Segment Start: DATASET RECORDS

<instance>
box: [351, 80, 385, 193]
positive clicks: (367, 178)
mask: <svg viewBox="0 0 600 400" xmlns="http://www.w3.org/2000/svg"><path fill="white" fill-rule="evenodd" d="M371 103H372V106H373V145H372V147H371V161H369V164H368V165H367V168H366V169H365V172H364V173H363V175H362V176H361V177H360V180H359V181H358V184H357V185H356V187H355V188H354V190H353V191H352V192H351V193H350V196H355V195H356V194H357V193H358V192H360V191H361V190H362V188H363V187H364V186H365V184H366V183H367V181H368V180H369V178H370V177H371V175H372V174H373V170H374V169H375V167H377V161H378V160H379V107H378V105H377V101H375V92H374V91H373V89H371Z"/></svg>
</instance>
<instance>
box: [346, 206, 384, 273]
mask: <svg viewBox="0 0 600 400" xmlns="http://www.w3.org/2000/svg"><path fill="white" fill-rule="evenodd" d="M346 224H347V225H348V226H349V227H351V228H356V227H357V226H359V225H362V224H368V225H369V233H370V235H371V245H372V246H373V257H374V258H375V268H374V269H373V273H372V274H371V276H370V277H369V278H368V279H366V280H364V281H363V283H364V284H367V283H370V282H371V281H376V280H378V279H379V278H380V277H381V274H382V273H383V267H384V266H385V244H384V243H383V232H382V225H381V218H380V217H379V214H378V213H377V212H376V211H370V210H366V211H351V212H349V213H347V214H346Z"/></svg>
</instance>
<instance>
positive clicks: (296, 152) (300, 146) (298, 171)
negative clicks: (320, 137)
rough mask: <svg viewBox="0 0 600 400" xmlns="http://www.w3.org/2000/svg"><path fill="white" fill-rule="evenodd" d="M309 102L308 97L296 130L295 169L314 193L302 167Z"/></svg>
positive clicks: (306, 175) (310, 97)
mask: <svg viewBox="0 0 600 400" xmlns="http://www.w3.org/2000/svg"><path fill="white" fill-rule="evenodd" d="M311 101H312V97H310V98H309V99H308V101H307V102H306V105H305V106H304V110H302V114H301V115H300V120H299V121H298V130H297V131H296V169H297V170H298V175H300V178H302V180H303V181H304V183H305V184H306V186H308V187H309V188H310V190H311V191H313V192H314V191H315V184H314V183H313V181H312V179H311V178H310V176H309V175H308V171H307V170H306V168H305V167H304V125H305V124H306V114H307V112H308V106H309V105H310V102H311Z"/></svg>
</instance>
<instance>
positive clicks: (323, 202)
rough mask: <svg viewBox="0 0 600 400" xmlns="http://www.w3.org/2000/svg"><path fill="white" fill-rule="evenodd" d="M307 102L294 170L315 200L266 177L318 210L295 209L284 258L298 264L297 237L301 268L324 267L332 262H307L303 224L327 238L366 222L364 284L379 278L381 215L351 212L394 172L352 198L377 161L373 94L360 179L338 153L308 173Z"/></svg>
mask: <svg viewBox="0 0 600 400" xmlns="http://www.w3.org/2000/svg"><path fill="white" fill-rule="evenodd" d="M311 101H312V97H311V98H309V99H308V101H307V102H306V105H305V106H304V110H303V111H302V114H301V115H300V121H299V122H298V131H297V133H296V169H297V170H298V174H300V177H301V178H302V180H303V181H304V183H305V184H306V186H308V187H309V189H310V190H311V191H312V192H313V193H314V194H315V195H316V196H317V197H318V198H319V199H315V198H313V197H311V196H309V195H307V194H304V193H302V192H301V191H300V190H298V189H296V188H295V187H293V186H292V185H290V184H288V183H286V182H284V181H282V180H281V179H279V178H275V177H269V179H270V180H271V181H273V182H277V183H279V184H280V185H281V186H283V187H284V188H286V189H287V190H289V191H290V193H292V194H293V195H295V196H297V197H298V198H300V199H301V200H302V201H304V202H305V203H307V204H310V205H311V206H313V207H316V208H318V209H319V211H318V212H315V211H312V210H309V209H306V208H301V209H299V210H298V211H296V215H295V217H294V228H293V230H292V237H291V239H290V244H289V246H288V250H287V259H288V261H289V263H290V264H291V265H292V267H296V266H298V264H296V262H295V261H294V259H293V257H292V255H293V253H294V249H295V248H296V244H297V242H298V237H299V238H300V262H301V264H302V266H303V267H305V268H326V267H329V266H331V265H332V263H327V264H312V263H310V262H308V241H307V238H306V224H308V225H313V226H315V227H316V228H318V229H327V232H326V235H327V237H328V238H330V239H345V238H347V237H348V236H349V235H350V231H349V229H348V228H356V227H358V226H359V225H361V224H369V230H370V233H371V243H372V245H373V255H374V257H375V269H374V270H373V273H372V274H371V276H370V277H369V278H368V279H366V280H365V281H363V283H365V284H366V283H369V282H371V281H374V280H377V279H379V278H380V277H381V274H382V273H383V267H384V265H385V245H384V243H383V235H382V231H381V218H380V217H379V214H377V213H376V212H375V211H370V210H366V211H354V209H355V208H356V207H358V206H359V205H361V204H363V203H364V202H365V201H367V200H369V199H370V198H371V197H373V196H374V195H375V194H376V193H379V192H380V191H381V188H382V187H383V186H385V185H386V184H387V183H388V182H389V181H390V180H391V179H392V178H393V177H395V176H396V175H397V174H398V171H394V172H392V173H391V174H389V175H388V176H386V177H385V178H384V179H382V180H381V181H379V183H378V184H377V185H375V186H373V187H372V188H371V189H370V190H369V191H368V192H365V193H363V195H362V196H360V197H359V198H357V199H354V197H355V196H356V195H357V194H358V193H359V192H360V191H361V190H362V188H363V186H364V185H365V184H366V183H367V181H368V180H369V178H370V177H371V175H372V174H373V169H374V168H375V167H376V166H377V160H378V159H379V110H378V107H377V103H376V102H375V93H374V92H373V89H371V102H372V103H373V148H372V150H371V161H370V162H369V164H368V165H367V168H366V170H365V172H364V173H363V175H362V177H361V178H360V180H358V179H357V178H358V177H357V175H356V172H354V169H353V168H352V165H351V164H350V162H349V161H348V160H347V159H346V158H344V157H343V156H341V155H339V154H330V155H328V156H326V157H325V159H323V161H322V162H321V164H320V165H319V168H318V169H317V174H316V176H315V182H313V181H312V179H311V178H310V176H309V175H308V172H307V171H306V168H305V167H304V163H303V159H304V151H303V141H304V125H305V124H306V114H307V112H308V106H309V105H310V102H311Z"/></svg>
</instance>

Segment End: DATASET RECORDS

> [WHAT IS NEEDED] Reproduce the records word for word.

> [TASK ANSWER]
<instance>
box: [351, 80, 385, 193]
positive clicks: (367, 178)
mask: <svg viewBox="0 0 600 400" xmlns="http://www.w3.org/2000/svg"><path fill="white" fill-rule="evenodd" d="M371 103H372V106H373V145H372V147H371V161H369V164H368V165H367V168H366V169H365V172H364V173H363V175H362V176H361V177H360V180H359V181H358V184H357V185H356V187H355V188H354V190H353V191H352V192H351V193H350V196H355V195H356V194H357V193H358V192H360V191H361V190H362V188H363V187H364V186H365V184H366V183H367V181H368V180H369V178H370V177H371V175H372V174H373V170H374V169H375V167H377V161H378V160H379V107H378V105H377V101H375V92H374V91H373V89H371Z"/></svg>
</instance>
<instance>
box: [346, 206, 384, 273]
mask: <svg viewBox="0 0 600 400" xmlns="http://www.w3.org/2000/svg"><path fill="white" fill-rule="evenodd" d="M346 224H347V225H348V226H349V227H351V228H356V227H357V226H359V225H362V224H368V225H369V233H370V235H371V245H372V246H373V257H374V258H375V268H374V269H373V273H372V274H371V276H370V277H369V278H368V279H366V280H364V281H363V283H364V284H367V283H370V282H371V281H376V280H378V279H379V278H380V277H381V274H382V273H383V267H384V266H385V244H384V243H383V232H382V225H381V218H380V217H379V214H378V213H377V212H376V211H370V210H366V211H351V212H349V213H347V214H346Z"/></svg>
</instance>
<instance>
positive clicks: (296, 152) (300, 146) (298, 171)
negative clicks: (320, 137)
rough mask: <svg viewBox="0 0 600 400" xmlns="http://www.w3.org/2000/svg"><path fill="white" fill-rule="evenodd" d="M309 102L308 97L296 130L295 169L314 193L302 167Z"/></svg>
positive clicks: (306, 175) (310, 97)
mask: <svg viewBox="0 0 600 400" xmlns="http://www.w3.org/2000/svg"><path fill="white" fill-rule="evenodd" d="M311 101H312V97H310V98H309V99H308V101H307V102H306V105H305V106H304V110H302V114H301V115H300V120H299V121H298V130H297V131H296V169H297V170H298V175H300V178H302V180H303V181H304V183H305V184H306V186H308V187H309V188H310V190H311V191H313V192H314V191H315V184H314V183H313V181H312V179H311V178H310V176H309V175H308V171H307V170H306V168H305V167H304V125H305V124H306V114H307V112H308V106H309V105H310V102H311Z"/></svg>
</instance>
<instance>
positive clicks: (323, 202)
rough mask: <svg viewBox="0 0 600 400" xmlns="http://www.w3.org/2000/svg"><path fill="white" fill-rule="evenodd" d="M307 102L294 170L315 200L266 177L318 210L295 209L284 258L298 264L297 237L301 268L324 267L332 262H307L303 224L327 238L366 222L364 284L379 278L381 215L351 212L394 172L352 198L377 161L373 94L360 179L338 153L308 173Z"/></svg>
mask: <svg viewBox="0 0 600 400" xmlns="http://www.w3.org/2000/svg"><path fill="white" fill-rule="evenodd" d="M311 101H312V97H311V98H309V99H308V101H307V102H306V105H305V106H304V110H303V111H302V114H301V115H300V121H299V122H298V131H297V133H296V169H297V170H298V174H300V177H301V178H302V180H303V181H304V183H305V184H306V186H308V187H309V189H310V190H311V191H312V192H313V193H314V194H315V195H316V196H317V197H318V198H319V199H315V198H313V197H311V196H309V195H307V194H304V193H302V192H301V191H300V190H298V189H296V188H295V187H293V186H292V185H290V184H288V183H286V182H284V181H282V180H281V179H279V178H275V177H269V179H270V180H271V181H273V182H277V183H279V184H280V185H281V186H283V187H284V188H286V189H287V190H289V191H290V193H292V194H293V195H295V196H297V197H298V198H300V199H301V200H302V201H304V202H305V203H307V204H310V205H311V206H313V207H316V208H318V209H319V211H318V212H315V211H312V210H309V209H306V208H301V209H299V210H298V211H296V215H295V217H294V228H293V230H292V237H291V239H290V244H289V246H288V250H287V259H288V261H289V263H290V264H291V265H292V267H296V266H298V264H296V262H295V261H294V259H293V257H292V255H293V253H294V249H295V248H296V244H297V242H298V237H299V238H300V262H301V264H302V266H303V267H305V268H326V267H329V266H331V265H332V263H327V264H312V263H310V262H308V241H307V238H306V224H308V225H313V226H315V227H316V228H318V229H327V232H326V235H327V237H328V238H330V239H345V238H347V237H348V236H349V235H350V231H349V229H348V228H356V227H358V226H359V225H361V224H369V230H370V233H371V243H372V245H373V255H374V257H375V269H374V270H373V273H372V274H371V276H370V277H369V278H368V279H366V280H365V281H363V283H365V284H366V283H369V282H371V281H374V280H377V279H379V278H380V277H381V274H382V273H383V267H384V265H385V245H384V243H383V235H382V231H381V218H380V217H379V214H377V213H376V212H375V211H370V210H366V211H354V209H355V208H356V207H358V206H359V205H361V204H363V203H364V202H365V201H367V200H369V199H370V198H371V197H373V196H374V195H375V194H376V193H379V192H380V191H381V188H382V187H383V186H385V185H386V184H387V183H388V182H389V181H390V180H391V179H392V178H393V177H395V176H396V175H397V174H398V171H394V172H392V173H391V174H389V175H388V176H386V177H385V178H384V179H382V180H381V181H379V183H378V184H377V185H375V186H373V187H372V188H371V189H370V190H369V191H368V192H365V193H363V195H362V196H360V197H359V198H357V199H354V197H355V196H356V195H357V194H358V193H359V192H360V191H361V190H362V188H363V186H364V185H365V184H366V183H367V181H368V180H369V178H370V177H371V175H372V174H373V169H374V168H375V167H376V166H377V160H378V159H379V110H378V107H377V103H376V102H375V93H374V92H373V89H371V102H372V103H373V148H372V150H371V161H370V162H369V164H368V165H367V168H366V170H365V172H364V173H363V175H362V177H361V178H360V180H358V179H357V178H358V177H357V175H356V172H354V169H353V168H352V165H351V164H350V162H349V161H348V160H347V159H346V158H344V157H343V156H341V155H339V154H330V155H328V156H326V157H325V159H323V161H322V162H321V164H320V165H319V168H318V169H317V174H316V176H315V182H313V181H312V179H311V178H310V176H309V175H308V172H307V171H306V168H305V167H304V163H303V159H304V151H303V141H304V125H305V124H306V114H307V112H308V106H309V105H310V102H311Z"/></svg>
</instance>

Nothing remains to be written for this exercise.